▶ READING PASSAGE:
NRTI has been already used in 2D reconstruction imaging, after a feasibility study, based upon the comparison between a 2D image of a real object and that of a (purposely made) copy.4 In the present study, we have improved our previous research, extending the reconstruction process from a 2D visualization output to a 3D rendering of the same object. This extension is neither trivial nor certain. Moreover, our aim is to show that within acceptable time (with limited rotations and statistics), it is still possible to reconstruct a 3D elemental image from the sample.

As reported earlier,4 a rigorous route to analyse single NRTI spectra is based on multi-resonance shape analysis, which is a method implemented for instance in the REFIT code;10 however, this procedure is very time consuming. In the case of NRTI tomography a large number of spectra need to be analysed to obtain 3D imaging information. As each pseudo-radiograph is composed of 256 spectra, each pseudo-tomograph contains a very large number of resonance dips, which have to be fitted. Therefore, in this study, data were analysed following a different approach based on the assumption that the area of a transmission resonance dip is proportional to the concentration of the isotope that gives rise to the resonance dip. This hypothesis was discussed earlier4 and was assumed to be valid for small samples, of the order of a few centimetres, as is the case of the present sample. Single spectra were analysed in the OPEN GENIE software11 through ad hoc-developed routines. Such routines provided the following data reduction: (a) normalisation of the recorded spectra by the integrated ISIS proton beam current

Table 1 List of resonances used for the NRTI analysis

Element E (eV) TOF (ms) s (b)

▶ EXTRACTED RECORDS:
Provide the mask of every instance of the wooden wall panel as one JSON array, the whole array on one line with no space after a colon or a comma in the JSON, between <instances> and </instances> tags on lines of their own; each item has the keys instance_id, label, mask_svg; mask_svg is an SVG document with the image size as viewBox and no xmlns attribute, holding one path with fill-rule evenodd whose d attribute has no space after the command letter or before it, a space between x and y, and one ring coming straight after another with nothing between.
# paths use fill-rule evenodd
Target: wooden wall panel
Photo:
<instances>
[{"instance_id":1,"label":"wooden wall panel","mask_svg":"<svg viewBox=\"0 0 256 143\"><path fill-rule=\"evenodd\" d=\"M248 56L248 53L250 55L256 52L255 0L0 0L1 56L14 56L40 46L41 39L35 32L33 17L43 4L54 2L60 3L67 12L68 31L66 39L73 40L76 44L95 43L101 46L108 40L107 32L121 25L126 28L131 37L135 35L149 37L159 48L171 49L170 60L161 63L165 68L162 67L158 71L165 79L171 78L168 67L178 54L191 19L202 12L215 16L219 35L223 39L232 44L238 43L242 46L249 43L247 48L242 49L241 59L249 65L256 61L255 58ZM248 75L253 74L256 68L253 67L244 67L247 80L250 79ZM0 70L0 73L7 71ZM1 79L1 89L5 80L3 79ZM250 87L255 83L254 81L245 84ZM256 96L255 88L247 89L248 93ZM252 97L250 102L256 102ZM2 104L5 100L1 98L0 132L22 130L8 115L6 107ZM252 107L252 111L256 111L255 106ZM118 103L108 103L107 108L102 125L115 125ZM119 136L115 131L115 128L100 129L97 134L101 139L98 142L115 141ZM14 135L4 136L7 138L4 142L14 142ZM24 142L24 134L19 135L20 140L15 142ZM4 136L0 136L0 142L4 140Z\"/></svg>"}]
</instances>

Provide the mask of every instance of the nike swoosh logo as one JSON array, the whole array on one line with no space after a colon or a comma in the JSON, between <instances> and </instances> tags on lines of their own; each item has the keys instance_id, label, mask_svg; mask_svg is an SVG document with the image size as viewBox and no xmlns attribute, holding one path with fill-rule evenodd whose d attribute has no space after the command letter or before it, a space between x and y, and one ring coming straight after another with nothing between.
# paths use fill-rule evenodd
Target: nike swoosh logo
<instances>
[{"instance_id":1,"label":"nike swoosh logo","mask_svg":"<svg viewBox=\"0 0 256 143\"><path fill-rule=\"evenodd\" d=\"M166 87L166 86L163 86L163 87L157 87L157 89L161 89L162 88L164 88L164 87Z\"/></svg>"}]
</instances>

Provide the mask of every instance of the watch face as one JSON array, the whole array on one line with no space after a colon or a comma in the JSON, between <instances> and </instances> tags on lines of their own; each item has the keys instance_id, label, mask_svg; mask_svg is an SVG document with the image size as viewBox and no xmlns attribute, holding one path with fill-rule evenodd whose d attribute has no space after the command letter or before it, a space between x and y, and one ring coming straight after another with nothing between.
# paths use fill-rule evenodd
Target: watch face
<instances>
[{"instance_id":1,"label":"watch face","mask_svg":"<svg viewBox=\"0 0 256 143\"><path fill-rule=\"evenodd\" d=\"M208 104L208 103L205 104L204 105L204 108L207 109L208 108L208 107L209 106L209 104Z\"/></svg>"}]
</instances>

▶ GIVEN PROBLEM:
Answer these questions using the NRTI passage.
1. In what kind of imaging had NRTI already been used before the present study?
2. How many spectra make up each pseudo-radiograph?
3. In which software were the single spectra analyzed?

▶ THE RESULT:
1. 2D reconstruction imaging.
2. 256.
3. OPEN GENIE.